> [Your instructions] Count the lines in the listing below that contain the string "pole", treating uppercase and lowercase as different. Give only the number.

** Start Items **

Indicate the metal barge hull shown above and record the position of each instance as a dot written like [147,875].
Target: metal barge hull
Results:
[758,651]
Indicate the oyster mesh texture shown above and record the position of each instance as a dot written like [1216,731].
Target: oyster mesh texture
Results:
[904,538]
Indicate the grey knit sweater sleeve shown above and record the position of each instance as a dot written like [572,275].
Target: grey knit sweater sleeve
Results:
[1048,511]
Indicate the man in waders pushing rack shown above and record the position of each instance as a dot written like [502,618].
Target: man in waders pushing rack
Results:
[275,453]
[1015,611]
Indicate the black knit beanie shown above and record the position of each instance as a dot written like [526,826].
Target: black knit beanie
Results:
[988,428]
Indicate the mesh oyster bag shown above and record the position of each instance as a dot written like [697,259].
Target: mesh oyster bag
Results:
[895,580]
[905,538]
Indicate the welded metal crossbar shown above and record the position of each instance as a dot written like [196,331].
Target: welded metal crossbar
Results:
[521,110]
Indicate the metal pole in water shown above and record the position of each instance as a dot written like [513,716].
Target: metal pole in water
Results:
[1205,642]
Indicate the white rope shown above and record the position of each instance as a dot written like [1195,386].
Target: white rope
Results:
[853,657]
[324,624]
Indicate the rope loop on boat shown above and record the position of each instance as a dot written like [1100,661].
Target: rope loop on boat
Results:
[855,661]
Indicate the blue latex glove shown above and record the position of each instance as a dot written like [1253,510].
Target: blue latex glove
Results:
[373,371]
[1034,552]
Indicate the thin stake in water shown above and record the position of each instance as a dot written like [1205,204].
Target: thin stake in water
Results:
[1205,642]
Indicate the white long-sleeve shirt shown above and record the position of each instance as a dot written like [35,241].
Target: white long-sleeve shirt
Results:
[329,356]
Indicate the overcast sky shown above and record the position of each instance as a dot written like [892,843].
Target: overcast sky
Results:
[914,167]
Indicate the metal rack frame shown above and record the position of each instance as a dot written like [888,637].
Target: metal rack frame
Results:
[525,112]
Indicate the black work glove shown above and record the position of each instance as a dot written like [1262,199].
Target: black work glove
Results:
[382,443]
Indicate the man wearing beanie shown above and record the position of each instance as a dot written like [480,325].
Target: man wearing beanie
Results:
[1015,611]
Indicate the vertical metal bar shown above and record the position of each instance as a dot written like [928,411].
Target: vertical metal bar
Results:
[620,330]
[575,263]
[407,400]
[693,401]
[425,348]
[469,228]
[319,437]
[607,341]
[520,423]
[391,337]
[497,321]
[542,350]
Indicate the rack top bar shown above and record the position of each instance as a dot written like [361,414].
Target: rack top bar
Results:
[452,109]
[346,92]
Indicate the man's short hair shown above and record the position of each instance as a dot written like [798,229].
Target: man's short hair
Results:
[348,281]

** End Items **
** Start Items **

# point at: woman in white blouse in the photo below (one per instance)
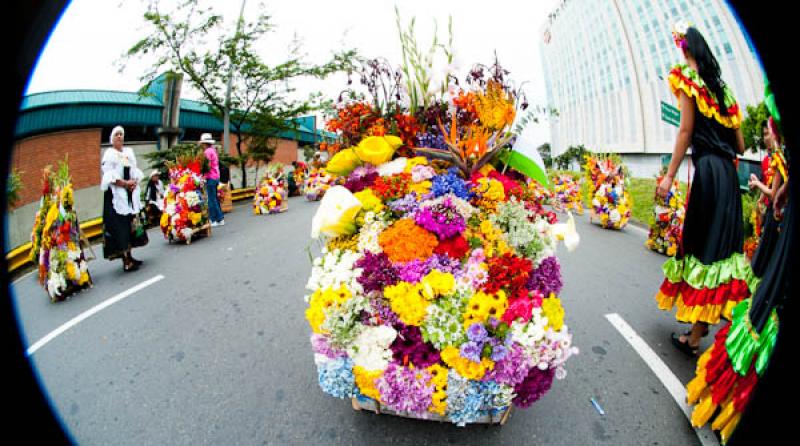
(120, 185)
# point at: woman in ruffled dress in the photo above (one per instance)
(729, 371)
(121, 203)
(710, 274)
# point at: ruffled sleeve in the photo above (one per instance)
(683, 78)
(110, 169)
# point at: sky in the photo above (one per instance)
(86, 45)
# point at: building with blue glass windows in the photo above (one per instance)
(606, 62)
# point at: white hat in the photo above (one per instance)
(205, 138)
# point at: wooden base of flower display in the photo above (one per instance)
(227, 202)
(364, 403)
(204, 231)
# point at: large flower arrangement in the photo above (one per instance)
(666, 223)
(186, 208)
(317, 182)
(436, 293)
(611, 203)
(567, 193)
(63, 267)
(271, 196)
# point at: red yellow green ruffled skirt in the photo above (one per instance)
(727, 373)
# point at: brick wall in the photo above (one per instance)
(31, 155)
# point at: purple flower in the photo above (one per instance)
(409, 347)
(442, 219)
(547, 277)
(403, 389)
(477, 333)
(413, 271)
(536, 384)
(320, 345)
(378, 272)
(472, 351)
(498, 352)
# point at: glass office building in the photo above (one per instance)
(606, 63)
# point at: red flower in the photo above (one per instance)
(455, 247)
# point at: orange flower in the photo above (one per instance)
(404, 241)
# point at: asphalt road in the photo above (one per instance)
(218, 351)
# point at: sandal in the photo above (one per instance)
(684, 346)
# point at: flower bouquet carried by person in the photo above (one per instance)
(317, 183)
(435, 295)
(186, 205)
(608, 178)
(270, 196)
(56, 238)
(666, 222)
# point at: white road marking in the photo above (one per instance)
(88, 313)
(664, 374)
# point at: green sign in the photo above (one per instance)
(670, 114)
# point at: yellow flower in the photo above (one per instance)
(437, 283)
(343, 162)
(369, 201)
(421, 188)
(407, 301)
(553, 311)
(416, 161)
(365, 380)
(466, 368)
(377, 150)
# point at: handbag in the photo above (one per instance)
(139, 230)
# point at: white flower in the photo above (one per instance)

** End Items **
** Start Items **

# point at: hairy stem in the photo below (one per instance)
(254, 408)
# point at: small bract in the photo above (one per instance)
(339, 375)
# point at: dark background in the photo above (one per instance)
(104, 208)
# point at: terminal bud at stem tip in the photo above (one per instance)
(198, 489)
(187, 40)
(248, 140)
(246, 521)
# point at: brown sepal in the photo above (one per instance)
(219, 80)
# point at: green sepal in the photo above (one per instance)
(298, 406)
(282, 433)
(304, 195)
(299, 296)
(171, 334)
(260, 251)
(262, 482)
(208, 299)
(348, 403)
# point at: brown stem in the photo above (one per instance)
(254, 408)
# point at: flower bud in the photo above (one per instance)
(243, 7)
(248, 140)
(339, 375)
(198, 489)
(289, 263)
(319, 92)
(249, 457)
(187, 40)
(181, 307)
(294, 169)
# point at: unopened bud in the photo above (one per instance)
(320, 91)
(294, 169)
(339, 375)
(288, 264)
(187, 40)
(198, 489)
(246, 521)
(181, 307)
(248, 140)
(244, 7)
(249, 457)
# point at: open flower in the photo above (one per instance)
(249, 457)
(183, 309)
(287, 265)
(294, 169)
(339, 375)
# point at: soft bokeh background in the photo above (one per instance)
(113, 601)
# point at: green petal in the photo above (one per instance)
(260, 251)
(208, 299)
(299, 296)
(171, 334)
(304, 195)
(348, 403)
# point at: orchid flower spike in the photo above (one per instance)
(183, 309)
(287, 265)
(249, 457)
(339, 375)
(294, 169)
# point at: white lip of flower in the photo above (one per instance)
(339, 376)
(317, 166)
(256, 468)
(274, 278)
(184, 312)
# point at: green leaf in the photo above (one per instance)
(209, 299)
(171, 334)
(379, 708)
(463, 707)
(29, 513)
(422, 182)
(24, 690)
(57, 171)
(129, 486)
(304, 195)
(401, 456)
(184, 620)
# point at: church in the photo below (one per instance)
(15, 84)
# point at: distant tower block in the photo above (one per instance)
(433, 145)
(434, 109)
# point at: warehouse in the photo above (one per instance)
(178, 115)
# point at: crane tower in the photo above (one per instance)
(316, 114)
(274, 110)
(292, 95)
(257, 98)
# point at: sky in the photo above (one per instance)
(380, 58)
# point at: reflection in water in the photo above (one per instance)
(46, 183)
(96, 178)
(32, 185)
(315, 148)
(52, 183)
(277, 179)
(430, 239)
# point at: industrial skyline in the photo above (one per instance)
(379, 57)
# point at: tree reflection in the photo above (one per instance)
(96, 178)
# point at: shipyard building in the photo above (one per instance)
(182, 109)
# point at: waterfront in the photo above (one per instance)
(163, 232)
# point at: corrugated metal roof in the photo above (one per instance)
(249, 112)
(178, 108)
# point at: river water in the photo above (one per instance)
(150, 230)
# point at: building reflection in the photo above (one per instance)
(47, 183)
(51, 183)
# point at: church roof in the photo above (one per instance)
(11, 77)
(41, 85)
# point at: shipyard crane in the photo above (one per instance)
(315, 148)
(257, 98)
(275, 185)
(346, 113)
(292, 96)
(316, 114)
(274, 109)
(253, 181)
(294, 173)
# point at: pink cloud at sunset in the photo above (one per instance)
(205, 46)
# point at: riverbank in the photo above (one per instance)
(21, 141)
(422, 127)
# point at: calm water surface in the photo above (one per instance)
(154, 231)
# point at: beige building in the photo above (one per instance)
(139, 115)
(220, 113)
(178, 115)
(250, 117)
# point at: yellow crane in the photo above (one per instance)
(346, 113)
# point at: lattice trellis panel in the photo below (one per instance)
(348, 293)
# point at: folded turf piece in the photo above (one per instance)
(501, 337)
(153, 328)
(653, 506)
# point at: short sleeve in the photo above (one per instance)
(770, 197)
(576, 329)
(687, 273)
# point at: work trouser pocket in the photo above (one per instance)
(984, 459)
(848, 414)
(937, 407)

** End Items **

> [Exercise output] 2